## Instructions to follow
Quote every line as given.

====== Data extract

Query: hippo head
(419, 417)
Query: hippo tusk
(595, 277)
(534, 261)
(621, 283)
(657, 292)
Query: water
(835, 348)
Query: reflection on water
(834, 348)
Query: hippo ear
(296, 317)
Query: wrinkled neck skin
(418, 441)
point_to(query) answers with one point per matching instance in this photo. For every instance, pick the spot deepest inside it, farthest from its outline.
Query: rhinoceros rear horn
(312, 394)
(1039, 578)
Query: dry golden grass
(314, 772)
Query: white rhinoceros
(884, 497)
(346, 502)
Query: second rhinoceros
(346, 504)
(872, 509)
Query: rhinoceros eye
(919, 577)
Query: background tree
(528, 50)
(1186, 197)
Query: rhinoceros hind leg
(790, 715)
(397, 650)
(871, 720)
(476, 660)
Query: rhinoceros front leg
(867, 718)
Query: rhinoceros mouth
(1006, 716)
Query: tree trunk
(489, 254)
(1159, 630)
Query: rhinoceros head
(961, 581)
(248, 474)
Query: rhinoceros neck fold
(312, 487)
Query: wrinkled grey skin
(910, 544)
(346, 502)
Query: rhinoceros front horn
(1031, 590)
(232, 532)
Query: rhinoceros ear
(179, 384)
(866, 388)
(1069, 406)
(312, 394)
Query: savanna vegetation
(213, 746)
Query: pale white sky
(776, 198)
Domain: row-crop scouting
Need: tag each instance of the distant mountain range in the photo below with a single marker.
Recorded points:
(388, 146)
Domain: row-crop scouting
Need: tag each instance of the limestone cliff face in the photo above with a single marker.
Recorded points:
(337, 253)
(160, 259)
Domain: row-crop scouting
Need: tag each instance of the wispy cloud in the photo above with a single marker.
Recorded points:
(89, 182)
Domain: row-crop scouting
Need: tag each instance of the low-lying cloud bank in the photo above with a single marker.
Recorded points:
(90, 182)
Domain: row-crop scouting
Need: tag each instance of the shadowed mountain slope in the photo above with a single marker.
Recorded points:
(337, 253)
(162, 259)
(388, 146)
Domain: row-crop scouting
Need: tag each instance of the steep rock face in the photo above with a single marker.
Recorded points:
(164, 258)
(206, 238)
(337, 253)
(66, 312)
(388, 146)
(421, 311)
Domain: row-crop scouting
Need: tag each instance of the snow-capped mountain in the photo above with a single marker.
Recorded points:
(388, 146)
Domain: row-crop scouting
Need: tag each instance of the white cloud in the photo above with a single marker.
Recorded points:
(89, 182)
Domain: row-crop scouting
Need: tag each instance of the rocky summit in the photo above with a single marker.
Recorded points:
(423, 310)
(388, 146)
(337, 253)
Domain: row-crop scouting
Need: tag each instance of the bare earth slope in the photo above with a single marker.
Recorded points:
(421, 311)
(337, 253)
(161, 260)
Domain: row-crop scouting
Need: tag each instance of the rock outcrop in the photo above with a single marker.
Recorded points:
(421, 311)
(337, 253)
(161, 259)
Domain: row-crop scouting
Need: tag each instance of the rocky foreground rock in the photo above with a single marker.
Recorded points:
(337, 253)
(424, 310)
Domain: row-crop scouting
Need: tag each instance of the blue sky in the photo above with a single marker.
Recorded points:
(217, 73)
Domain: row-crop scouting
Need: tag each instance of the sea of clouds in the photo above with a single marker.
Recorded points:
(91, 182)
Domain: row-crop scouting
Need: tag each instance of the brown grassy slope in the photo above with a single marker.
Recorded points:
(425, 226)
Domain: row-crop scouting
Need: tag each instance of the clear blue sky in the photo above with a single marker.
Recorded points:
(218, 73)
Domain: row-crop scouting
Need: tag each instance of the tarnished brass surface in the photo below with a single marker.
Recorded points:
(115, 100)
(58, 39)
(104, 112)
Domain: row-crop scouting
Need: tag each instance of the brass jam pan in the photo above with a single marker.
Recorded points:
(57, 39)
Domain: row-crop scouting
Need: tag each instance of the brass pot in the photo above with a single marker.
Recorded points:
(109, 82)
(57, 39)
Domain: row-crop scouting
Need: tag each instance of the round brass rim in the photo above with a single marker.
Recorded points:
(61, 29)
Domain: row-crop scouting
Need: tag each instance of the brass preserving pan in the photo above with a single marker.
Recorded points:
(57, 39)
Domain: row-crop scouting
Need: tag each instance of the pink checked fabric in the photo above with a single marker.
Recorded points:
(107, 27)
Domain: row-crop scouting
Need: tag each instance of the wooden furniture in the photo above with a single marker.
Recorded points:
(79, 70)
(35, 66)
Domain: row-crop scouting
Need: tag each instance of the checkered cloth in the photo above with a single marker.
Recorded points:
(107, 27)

============

## Solution to this exercise
Query: hippo head
(419, 417)
Query: hippo tusk
(595, 277)
(534, 261)
(621, 283)
(657, 292)
Query: water
(835, 348)
Query: reflection on water
(834, 348)
Query: hippo ear
(296, 317)
Query: wrinkled neck skin
(418, 441)
point_to(query) answers with one point per matching instance in this photo. For every instance, pick the spot deepest inside it, farthest from its outline.
Query: rhinoceros rear horn
(312, 394)
(1039, 578)
Query: dry golden grass
(314, 772)
Query: white rhinoceros
(884, 497)
(346, 502)
Query: second rhinoceros
(346, 504)
(872, 509)
Query: rhinoceros eye
(919, 577)
Query: background tree
(528, 50)
(1186, 197)
Query: rhinoceros hind leg
(790, 715)
(397, 650)
(871, 720)
(476, 660)
Query: rhinoceros front leg
(867, 718)
Query: rhinoceros mouth
(1006, 716)
Query: tree trunk
(489, 254)
(1159, 630)
Query: rhinoceros head
(961, 581)
(248, 474)
Query: rhinoceros neck fold
(312, 487)
Query: wrinkled grey skin
(910, 544)
(346, 502)
Query: rhinoceros front horn
(1031, 590)
(232, 532)
Query: rhinoceros ear
(179, 384)
(866, 388)
(1069, 406)
(312, 394)
Query: savanna vegetation
(213, 746)
Query: pale white sky
(776, 198)
Domain: row-crop scouting
Need: tag each instance of the distant mountain range in the photo below with a single marker.
Recorded points:
(388, 146)
Domain: row-crop scouting
Need: tag each instance of the limestone cliff face in the photo above with a single marker.
Recorded points:
(337, 253)
(160, 259)
Domain: row-crop scouting
Need: tag each instance of the wispy cloud in the photo above with a single marker.
Recorded points:
(89, 182)
Domain: row-crop scouting
Need: tag each instance of the low-lying cloud bank in the photo above with a single marker.
Recorded points:
(90, 182)
Domain: row-crop scouting
Need: tag each instance of the shadowed mountain slope in the photo above with a single marker.
Recorded points:
(337, 253)
(162, 259)
(388, 146)
Domain: row-crop scouting
Need: tag each instance of the steep rock face in the photo above with a single marker.
Recorded points:
(164, 258)
(206, 238)
(337, 253)
(66, 312)
(388, 146)
(421, 311)
Domain: row-crop scouting
Need: tag each instance of the snow-capped mountain in the photo above with a single marker.
Recorded points:
(388, 146)
Domain: row-crop scouting
Need: tag each instance of the white cloud in the photo above with a single marker.
Recorded points:
(89, 182)
Domain: row-crop scouting
Need: tag each instance of the rocky summit in the photo above with a single marker.
Recorded points:
(423, 310)
(388, 146)
(337, 253)
Domain: row-crop scouting
Need: tag each instance of the bare earth slope in the photo above with a single marker.
Recorded points:
(421, 311)
(337, 253)
(161, 260)
Domain: row-crop scouting
Need: tag each instance of the rock outcrop in the photo above with a single marker.
Recorded points:
(421, 311)
(337, 253)
(161, 259)
Domain: row-crop scouting
Need: tag each instance of the rocky foreground rock in the photo above with a single marker.
Recorded points:
(337, 253)
(424, 310)
Domain: row-crop scouting
Need: tag each instance of the blue sky in the photo above with a single marker.
Recorded points:
(217, 73)
Domain: row-crop scouting
Need: tag each instance of the sea of clouds in the photo above with a single marker.
Recorded points:
(91, 182)
Domain: row-crop scouting
Need: tag each instance of the brown grassy slope in the photo above with a single marker.
Recorded points:
(425, 226)
Domain: row-crop scouting
Need: tag each instance of the clear blue sky in the photo above with a single marker.
Recorded points:
(218, 73)
Domain: row-crop scouting
Need: tag each instance of the tarnished brass surface in the photo below with a single marker.
Recorded points:
(115, 100)
(58, 39)
(104, 112)
Domain: row-crop scouting
Need: tag each instance of the brass jam pan in the photo above with a single marker.
Recorded points:
(57, 39)
Domain: row-crop scouting
Need: tag each instance of the brass pot in the photo above with a single marker.
Recorded points:
(109, 82)
(57, 39)
Domain: row-crop scouting
Need: tag each instance of the round brass rim in the photo above with a single marker.
Recorded points:
(61, 29)
Domain: row-crop scouting
Need: tag each instance of the brass preserving pan in the photo above with a single marker.
Recorded points:
(57, 39)
Domain: row-crop scouting
Need: tag each instance of the pink checked fabric in the photo above with a single marker.
Recorded points:
(107, 27)
Domain: row-crop scouting
Need: tag each instance of the wooden furniture in the photo above with a single marker.
Recorded points:
(79, 70)
(35, 66)
Domain: row-crop scouting
Need: tag each instance of the checkered cloth in the photo above with a single marker.
Recorded points:
(107, 27)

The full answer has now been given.